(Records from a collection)
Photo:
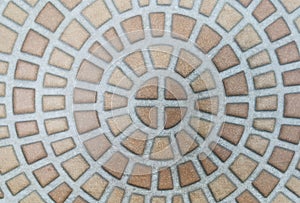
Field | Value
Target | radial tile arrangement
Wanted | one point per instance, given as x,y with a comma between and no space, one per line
149,101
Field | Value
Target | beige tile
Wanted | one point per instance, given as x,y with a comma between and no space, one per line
7,40
15,13
97,13
18,183
229,17
50,17
75,35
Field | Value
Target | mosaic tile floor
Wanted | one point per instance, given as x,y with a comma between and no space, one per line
149,101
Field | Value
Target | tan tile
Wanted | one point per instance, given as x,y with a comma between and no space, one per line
119,123
207,164
264,124
225,58
95,186
293,185
113,38
4,132
291,78
27,128
164,2
26,70
265,183
221,187
120,79
141,176
280,198
137,198
46,174
237,109
3,67
70,4
15,13
185,142
61,193
248,38
187,174
186,3
292,105
165,181
136,62
54,81
281,158
288,53
76,166
8,159
83,96
229,17
2,111
86,121
182,26
134,28
123,5
62,146
53,102
148,116
32,197
277,30
201,126
100,52
264,9
161,149
97,13
97,146
266,103
114,101
203,82
32,2
197,196
265,80
7,40
290,5
56,125
23,100
259,59
34,152
290,133
75,35
50,17
246,197
149,90
231,132
61,59
161,55
207,39
136,142
257,144
116,196
35,43
207,7
245,3
187,63
157,23
173,116
18,183
116,165
89,72
236,85
243,167
221,152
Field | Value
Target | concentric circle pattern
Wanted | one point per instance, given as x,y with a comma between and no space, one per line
149,101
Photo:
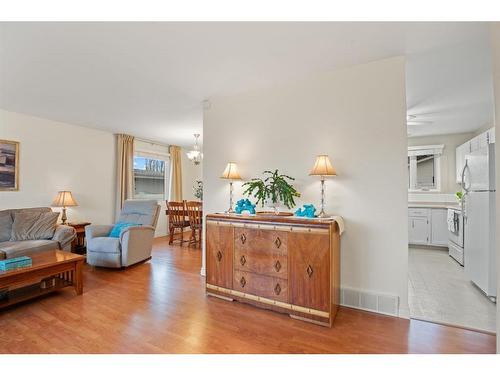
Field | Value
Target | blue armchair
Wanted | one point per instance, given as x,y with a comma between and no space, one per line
134,243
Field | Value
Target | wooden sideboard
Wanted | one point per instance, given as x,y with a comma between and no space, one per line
285,264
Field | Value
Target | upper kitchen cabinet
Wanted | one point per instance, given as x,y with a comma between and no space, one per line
461,152
480,141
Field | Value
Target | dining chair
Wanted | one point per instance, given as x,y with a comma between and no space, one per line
195,215
176,220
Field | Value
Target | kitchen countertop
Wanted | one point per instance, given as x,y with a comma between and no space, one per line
433,205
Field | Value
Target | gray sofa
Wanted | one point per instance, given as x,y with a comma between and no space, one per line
134,243
62,238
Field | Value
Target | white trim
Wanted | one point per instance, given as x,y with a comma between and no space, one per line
425,150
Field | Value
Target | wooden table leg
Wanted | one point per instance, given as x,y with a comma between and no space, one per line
79,277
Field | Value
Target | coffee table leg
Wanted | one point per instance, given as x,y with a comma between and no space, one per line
79,277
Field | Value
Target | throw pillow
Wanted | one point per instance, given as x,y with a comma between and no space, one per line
117,229
34,226
5,225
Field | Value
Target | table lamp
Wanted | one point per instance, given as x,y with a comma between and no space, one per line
322,167
231,173
64,199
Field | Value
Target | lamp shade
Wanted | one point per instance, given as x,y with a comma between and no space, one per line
323,167
64,199
231,172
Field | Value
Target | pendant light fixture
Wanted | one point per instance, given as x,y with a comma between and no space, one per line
195,155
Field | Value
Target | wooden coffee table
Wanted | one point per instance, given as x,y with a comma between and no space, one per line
51,270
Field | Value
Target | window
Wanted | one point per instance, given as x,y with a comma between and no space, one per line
424,168
150,171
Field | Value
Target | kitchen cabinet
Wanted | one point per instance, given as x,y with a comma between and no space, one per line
480,141
461,152
439,227
427,226
418,233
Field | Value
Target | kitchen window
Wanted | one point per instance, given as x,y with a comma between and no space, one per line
424,171
151,171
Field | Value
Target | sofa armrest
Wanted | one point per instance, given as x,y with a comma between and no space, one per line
64,235
136,244
92,231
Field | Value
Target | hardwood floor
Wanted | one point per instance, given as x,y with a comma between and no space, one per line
160,307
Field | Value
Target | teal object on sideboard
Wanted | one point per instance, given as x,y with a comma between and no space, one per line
15,263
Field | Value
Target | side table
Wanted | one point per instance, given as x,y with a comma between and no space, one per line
78,244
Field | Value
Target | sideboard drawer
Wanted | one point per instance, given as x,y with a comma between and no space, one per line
263,286
260,239
273,264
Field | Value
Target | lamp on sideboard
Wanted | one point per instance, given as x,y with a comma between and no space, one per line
64,199
323,167
231,173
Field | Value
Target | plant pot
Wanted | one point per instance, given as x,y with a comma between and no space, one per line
272,213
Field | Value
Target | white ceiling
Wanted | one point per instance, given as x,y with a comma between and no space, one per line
150,79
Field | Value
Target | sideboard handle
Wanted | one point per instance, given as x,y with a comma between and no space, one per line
309,270
277,289
243,282
277,242
277,266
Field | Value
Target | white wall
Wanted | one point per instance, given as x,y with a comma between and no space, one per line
56,156
447,159
495,44
358,117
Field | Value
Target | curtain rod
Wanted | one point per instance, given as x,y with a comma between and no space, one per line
148,140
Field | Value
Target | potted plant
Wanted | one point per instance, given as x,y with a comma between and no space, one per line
273,189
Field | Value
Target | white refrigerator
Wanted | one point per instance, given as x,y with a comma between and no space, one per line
478,182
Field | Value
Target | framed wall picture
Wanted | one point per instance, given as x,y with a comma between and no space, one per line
9,165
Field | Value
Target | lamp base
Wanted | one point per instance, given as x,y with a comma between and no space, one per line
64,217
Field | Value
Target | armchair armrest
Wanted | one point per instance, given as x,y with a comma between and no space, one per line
64,235
136,244
92,231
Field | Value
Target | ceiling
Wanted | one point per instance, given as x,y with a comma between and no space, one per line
150,79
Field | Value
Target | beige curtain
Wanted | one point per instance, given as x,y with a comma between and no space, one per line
175,173
124,169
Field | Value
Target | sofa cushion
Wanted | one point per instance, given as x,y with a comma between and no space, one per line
117,229
139,211
104,245
33,225
5,225
13,249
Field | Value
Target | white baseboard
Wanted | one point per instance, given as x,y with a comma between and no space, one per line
374,302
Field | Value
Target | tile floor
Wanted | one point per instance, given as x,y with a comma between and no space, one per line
440,292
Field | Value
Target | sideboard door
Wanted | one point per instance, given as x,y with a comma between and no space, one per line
309,270
219,248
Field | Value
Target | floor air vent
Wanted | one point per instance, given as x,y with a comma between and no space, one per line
379,303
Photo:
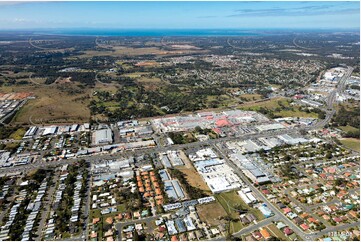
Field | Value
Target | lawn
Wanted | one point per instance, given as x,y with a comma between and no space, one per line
270,104
234,200
351,143
251,97
349,128
211,213
296,113
194,179
51,105
228,201
18,134
277,233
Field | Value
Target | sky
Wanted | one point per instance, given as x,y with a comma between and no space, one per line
180,15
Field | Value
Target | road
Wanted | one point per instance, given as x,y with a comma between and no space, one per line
258,194
47,202
119,226
147,150
278,215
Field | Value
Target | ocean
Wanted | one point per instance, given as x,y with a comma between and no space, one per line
151,32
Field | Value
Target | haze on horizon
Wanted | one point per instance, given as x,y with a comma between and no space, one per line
180,15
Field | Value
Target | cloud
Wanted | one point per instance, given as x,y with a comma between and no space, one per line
209,16
312,10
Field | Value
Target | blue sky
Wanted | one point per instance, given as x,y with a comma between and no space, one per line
247,14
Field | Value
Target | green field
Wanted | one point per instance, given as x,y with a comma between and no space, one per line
18,134
349,128
296,113
270,104
351,143
229,201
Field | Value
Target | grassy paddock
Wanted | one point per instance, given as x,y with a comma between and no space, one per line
351,143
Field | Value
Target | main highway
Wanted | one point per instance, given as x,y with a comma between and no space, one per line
330,101
330,112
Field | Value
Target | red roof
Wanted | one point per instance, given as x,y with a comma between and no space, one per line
222,122
286,210
304,226
287,231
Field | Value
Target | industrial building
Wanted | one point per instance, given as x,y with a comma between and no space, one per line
102,136
218,175
249,169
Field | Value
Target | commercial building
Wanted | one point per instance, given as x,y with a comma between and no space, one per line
249,169
218,175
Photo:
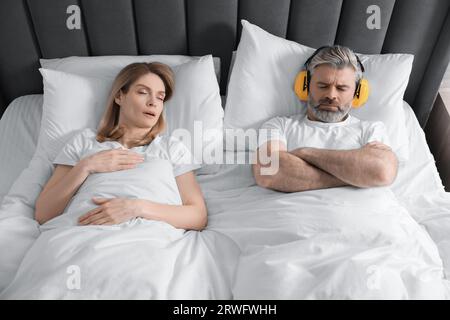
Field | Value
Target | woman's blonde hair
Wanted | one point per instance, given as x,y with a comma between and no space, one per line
109,129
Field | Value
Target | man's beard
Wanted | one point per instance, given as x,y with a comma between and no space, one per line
325,115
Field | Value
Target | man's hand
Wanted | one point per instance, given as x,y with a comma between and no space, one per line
111,211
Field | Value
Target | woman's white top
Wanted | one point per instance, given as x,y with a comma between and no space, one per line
154,179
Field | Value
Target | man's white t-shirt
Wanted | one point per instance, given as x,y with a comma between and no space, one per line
298,131
154,179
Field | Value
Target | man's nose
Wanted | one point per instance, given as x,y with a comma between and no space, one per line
331,93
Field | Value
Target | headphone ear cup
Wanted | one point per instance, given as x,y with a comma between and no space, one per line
361,94
301,85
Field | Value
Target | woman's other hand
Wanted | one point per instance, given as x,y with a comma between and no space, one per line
111,211
111,160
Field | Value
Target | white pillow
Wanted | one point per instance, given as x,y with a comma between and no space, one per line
262,81
100,66
73,102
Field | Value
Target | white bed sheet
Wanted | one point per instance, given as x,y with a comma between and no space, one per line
230,187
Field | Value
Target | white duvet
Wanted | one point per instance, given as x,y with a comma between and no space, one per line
339,243
137,260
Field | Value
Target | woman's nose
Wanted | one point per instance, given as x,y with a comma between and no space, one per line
151,100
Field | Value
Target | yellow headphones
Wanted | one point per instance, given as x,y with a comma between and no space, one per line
303,79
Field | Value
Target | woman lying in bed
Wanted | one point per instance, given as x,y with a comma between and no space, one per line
126,171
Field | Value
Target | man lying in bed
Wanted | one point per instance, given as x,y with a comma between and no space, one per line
328,147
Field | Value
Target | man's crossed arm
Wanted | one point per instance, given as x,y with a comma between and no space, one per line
309,168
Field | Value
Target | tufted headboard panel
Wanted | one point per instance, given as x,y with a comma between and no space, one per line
33,29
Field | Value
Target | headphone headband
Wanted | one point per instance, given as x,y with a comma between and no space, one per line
308,61
303,78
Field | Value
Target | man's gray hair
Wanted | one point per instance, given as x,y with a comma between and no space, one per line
338,57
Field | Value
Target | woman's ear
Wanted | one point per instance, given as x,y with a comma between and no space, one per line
118,98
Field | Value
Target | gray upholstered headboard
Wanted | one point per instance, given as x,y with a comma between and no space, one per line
31,29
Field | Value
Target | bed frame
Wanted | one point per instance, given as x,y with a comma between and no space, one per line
33,29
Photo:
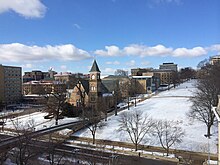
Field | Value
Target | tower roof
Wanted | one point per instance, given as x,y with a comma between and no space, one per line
95,67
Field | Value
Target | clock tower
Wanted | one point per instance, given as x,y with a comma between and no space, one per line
94,86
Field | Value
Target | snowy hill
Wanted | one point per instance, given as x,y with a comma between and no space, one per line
170,105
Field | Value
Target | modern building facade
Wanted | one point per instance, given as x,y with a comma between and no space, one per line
37,75
43,87
10,84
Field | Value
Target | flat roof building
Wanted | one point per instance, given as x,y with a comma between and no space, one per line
10,84
169,65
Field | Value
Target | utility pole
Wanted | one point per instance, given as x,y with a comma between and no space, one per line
216,111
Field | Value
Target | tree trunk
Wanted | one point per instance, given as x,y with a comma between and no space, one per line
128,104
209,130
93,138
135,102
167,149
136,146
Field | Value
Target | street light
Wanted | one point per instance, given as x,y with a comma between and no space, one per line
208,136
216,111
115,101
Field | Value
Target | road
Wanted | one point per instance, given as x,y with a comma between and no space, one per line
11,141
100,156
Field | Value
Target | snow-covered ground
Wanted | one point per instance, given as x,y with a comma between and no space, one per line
169,105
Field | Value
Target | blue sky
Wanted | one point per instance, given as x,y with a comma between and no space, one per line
120,34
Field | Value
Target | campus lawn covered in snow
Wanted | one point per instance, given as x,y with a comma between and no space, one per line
169,105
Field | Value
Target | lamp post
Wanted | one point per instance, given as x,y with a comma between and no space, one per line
208,137
115,101
216,111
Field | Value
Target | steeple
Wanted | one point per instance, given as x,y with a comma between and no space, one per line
95,67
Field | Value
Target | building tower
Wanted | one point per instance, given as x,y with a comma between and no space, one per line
95,93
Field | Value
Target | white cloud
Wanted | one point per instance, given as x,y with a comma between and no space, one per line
110,51
146,63
17,52
194,52
131,63
143,50
214,48
108,71
158,50
77,26
28,66
113,62
63,67
25,8
167,1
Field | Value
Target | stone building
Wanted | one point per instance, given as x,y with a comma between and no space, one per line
91,92
215,60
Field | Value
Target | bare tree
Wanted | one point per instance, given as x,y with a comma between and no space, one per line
128,90
24,149
3,157
136,125
3,120
206,96
168,133
55,104
54,157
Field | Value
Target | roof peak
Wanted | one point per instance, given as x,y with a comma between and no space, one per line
95,67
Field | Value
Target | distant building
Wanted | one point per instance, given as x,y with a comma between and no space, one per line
93,90
165,76
168,66
215,60
10,84
70,79
140,71
37,75
43,87
145,84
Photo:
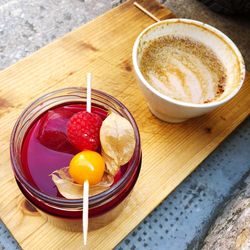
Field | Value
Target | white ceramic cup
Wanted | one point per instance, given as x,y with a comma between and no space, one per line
172,110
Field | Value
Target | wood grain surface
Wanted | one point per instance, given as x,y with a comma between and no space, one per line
170,152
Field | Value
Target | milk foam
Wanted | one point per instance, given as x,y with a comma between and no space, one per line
183,69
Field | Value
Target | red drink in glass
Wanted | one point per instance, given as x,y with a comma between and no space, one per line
39,146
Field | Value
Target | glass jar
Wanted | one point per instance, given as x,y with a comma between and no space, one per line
67,213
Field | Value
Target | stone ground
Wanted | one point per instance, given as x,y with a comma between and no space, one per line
183,219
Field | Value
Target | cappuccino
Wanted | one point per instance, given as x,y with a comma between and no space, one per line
183,69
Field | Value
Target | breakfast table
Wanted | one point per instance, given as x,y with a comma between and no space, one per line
182,220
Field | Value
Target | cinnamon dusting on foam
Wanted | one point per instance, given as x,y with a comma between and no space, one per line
183,69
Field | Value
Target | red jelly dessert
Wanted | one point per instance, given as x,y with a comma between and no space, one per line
40,144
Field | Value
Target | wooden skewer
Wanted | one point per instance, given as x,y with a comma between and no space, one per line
146,12
85,200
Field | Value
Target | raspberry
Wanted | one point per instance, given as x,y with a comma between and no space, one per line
83,130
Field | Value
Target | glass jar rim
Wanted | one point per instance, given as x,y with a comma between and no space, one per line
93,200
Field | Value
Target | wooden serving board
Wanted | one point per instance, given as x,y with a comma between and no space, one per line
170,151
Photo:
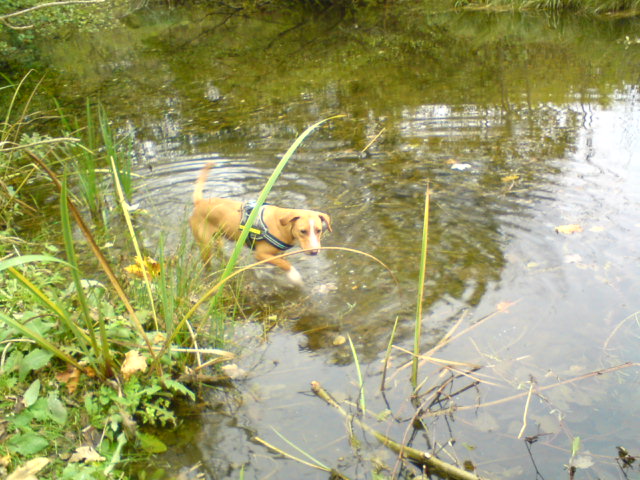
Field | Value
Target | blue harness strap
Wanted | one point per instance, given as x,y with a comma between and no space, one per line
258,230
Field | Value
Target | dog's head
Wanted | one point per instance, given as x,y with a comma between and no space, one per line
307,227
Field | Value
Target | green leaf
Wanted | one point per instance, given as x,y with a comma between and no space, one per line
151,443
178,387
27,444
34,360
31,395
57,410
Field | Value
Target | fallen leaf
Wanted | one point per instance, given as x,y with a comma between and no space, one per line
149,264
568,229
70,377
133,363
28,470
86,454
339,340
510,178
573,258
460,166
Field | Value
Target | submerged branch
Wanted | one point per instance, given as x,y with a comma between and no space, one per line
435,465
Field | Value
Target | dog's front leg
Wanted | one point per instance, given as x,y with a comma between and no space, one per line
292,272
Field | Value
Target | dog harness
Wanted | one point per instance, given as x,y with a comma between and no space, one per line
258,230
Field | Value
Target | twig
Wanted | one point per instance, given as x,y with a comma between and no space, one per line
435,465
373,140
526,411
45,5
548,387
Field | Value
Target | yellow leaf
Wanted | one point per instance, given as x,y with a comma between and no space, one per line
133,363
568,229
28,470
150,265
510,178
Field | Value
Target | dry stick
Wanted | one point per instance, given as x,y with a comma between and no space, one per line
434,464
526,411
373,140
44,5
546,387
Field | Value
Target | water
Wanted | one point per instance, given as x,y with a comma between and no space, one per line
518,124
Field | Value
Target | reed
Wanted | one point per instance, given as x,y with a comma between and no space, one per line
421,279
629,7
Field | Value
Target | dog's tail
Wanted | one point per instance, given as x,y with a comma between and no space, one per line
197,191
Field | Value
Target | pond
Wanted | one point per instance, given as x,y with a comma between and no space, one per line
526,130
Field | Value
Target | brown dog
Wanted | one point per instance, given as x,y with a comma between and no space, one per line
274,230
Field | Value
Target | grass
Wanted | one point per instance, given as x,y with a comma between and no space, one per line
118,346
630,7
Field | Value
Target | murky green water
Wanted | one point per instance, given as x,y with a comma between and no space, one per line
519,124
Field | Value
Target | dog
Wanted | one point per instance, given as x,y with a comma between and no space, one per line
275,229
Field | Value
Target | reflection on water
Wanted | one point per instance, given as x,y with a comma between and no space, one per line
517,125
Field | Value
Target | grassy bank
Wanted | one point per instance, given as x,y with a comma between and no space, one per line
95,345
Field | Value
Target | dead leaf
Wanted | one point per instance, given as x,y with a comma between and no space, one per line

## TASK GOAL
Show every line of the rows above that contains the string "stone", treating uppercase and lowercase as different.

## THE COMPLETED TASK
Target | stone building
Target | stone ground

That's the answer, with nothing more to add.